- WHAT IS NEEDED -
Give back the full listing, character for character, with no pictures.

- SUPPLIED RECORDS -
********************

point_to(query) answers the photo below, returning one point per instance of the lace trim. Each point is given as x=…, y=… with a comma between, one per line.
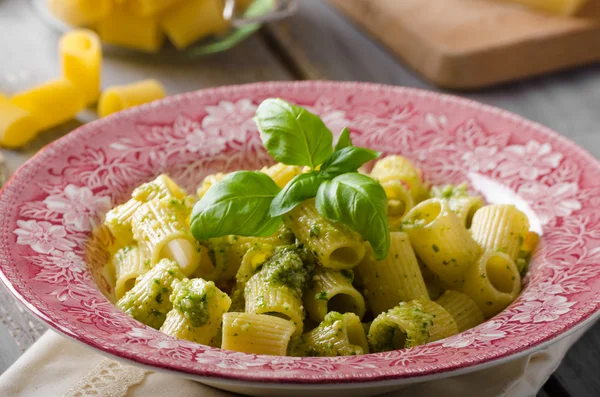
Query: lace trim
x=109, y=378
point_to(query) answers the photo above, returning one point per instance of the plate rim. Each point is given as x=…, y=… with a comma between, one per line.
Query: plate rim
x=272, y=378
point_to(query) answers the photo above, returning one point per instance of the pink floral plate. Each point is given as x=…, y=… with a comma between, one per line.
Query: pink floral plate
x=53, y=263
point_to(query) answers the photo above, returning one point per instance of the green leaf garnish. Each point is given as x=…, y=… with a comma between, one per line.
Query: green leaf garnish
x=348, y=159
x=239, y=204
x=359, y=202
x=249, y=203
x=292, y=135
x=299, y=189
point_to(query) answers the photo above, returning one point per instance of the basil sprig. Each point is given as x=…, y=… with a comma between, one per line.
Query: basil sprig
x=239, y=204
x=250, y=204
x=359, y=202
x=292, y=135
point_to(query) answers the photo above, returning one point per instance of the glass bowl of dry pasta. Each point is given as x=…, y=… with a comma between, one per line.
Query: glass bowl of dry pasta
x=174, y=28
x=303, y=237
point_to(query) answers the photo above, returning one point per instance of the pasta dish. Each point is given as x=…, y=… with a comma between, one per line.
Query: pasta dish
x=315, y=255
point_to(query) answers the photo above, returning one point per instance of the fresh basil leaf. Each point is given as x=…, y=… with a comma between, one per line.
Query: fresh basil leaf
x=292, y=135
x=344, y=140
x=302, y=187
x=348, y=159
x=360, y=203
x=238, y=204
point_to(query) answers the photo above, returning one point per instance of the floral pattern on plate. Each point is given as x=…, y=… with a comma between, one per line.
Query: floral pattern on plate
x=55, y=265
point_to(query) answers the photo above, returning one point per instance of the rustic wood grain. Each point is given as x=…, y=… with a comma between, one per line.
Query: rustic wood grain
x=466, y=44
x=565, y=101
x=578, y=374
x=29, y=56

********************

- OUTPUT OF THE EXERCISE -
point_to(query) answers the photo below, returning one point per instance of the lace trim. Each point is given as x=…, y=… with a comma between, one per line.
Query: lace trim
x=109, y=378
point_to(query) answers the photo above, returning one point per instance of the plate rim. Each point is given as x=…, y=… with a comma between, one per line.
Query: plate rim
x=272, y=378
point_to(query) answers the photo above, returning one point per instance of the pink floral plate. Each point is given as x=…, y=… with a comma between, one per line.
Query: pink floral plate
x=53, y=263
point_to(query) answers the photo above, returning one point per instance of the green leaf garnish. Each point is given as x=…, y=… with a comma between, one per line.
Query: green leaf garnish
x=348, y=159
x=239, y=204
x=359, y=202
x=249, y=203
x=292, y=135
x=299, y=189
point_to(query) answers the photo above, returning one point per instance of the basil sprig. Each point is given as x=…, y=… with a comma between, one per line.
Query: basil sprig
x=239, y=204
x=250, y=204
x=359, y=202
x=292, y=135
point_to(query) answers the photo above, returning one point per instance of the glass bowl of dry pasta. Each point is given as x=…, y=… with a comma between, one per line.
Query: glass bowl of dry pasta
x=174, y=28
x=303, y=237
point_to(query) answers the photo above, returning one point per instance of the pasta dish. Each point is given as x=…, y=… with a comma between, one per line.
Query: pasta dish
x=315, y=255
point_to(query) answers the photo above, returning one point per instance of the fresh basil leaf. Each point is given as x=…, y=… with a comma between, one per line.
Query: fresh basil leaf
x=292, y=135
x=344, y=140
x=302, y=187
x=348, y=159
x=360, y=203
x=238, y=204
point_to(query) answers the photo above, returning one point per instance of the floral pattern on plate. Each point is given as x=…, y=… with a comma between, one per line.
Query: floral pattern on plate
x=55, y=265
point_to(query) answers the photo above, returning one point per instance of the rustic wood grain. Each point is given as x=…, y=… with a comma between, one per line.
Query: rustic wood grain
x=466, y=44
x=565, y=101
x=578, y=374
x=29, y=56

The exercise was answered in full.